● Kutipan yang Disediakan
┌────────
Indonesia sekarang ini telah resmi miliki UU ITE. Tapi apakah efektif ?
Dunia ini dihuni oleh sekelompok mahluk homosuperior yang menghuni dunia maya, dan sisanya adalah kaum homo sapien yang menghuni dunia nyata. Diantara keduanya ada masyarakat kaum ampibi yang hidup di kedua dunia.
Kaum homo sapien yang menghuni dunia nyata, kini berniat menerapkan aturan dunia mereka pada dunia kaum homo superior yang hidup di dunia maya. Tentunya hal ini hanya dimungkinkan bila mereka memiliki pasukan ampibi yang cukup untuk mengawasi segalanya. Tanpa mengenal dunia maya, jelas akan sulit menerapkan apapun dari dunia nyata kedalamnya. Dan diperlukan pendidikan yang cukup sehingga tidak terjadi munculnya kaum “Ampibi Wannabe” yang berkeliaran menuduh ke kiri dan ke kanan tanpa dasar dan pengetahuan yang mungkin bagi kaum homosapien di dunia nyata terdengar hebat tapi merupakan guyonan yang sangat tidak lucu bagi masyarakat dunia maya yang dihuni kaum homosuperior.
└────────
● Data yang Tersedia
┌────────
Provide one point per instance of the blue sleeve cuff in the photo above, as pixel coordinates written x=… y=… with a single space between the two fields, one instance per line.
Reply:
└────────
● Tugas yang Diberikan
A) Jawablah pertanyaan berikut berdasarkan kutipan tentang UU ITE.
(i) Kaum apa yang menghuni dunia maya?
(ii) Kaum apa yang hidup di kedua dunia?
(iii) Apa yang diperlukan agar kaum "Ampibi Wannabe" tidak muncul?
B) Tuliskan kembali bagian kutipan tentang UU ITE, mulai dari "Indonesia sekarang ini" sampai dengan "di kedua dunia.".
Daftar di atas tidak dipakai sama sekali di sini.

● Jawaban per Tugas
A)
(i) Sekelompok makhluk homosuperior.
(ii) Kaum ampibi.
(iii) Pendidikan yang cukup.

B)
Indonesia sekarang ini telah resmi miliki UU ITE. Tapi apakah efektif ?
Dunia ini dihuni oleh sekelompok mahluk homosuperior yang menghuni dunia maya, dan sisanya adalah kaum homo sapien yang menghuni dunia nyata. Diantara keduanya ada masyarakat kaum ampibi yang hidup di kedua dunia.